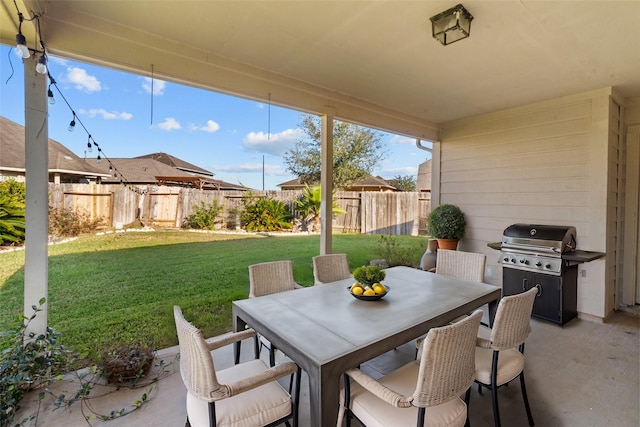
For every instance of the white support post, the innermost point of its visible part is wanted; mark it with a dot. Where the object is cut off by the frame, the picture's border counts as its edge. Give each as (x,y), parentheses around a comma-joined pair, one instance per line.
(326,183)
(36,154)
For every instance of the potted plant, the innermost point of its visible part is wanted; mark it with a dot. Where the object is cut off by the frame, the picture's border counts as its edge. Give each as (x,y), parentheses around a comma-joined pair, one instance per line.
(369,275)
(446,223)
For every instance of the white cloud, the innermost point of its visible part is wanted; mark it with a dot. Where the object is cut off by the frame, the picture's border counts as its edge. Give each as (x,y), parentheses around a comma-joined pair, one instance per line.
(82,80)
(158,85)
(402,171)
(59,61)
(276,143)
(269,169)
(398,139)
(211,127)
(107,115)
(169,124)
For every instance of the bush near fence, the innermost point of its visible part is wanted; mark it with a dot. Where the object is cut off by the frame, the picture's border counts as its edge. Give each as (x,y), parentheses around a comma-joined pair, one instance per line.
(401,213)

**REQUIREMENT:** Although the records hold pictures, return only what remains, word for word.

**WRITTEN REPLY:**
For every instance of the white support post, the innermost point of its visible part is wanted; mark it with a dot. Where the object is cut off by the frame, the picture's border counts as its edge. Give each as (x,y), parentheses around a comma-joined pair, one instance per line.
(326,183)
(36,154)
For every instance of the potted plant, the innermost point of its visible part is wanted; mark it with a dot. Where the object is cut off by the frame, the picture's border counts as its edge. Give each as (x,y), parentheses around a comma-joined pair, one instance per line.
(369,275)
(446,223)
For every instance of the white cloud, the innermost point of its visible part is wanted; mark it with a dot. Where the object is cut off by the frame, the picture's border counts as its edge. Give each as (x,y), parentheses around a comma-joined pair, one instance per line.
(82,80)
(158,85)
(402,171)
(59,61)
(276,143)
(269,169)
(398,139)
(211,127)
(107,115)
(169,124)
For every instance of the bush near fence, the innermost point of its visible part is wanted; mark it with a dot. Where the object is cut off by the frame, the picture's border counts as its edge. Give each as (x,y), parentheses around a comma-joined pair, one instance per line.
(401,213)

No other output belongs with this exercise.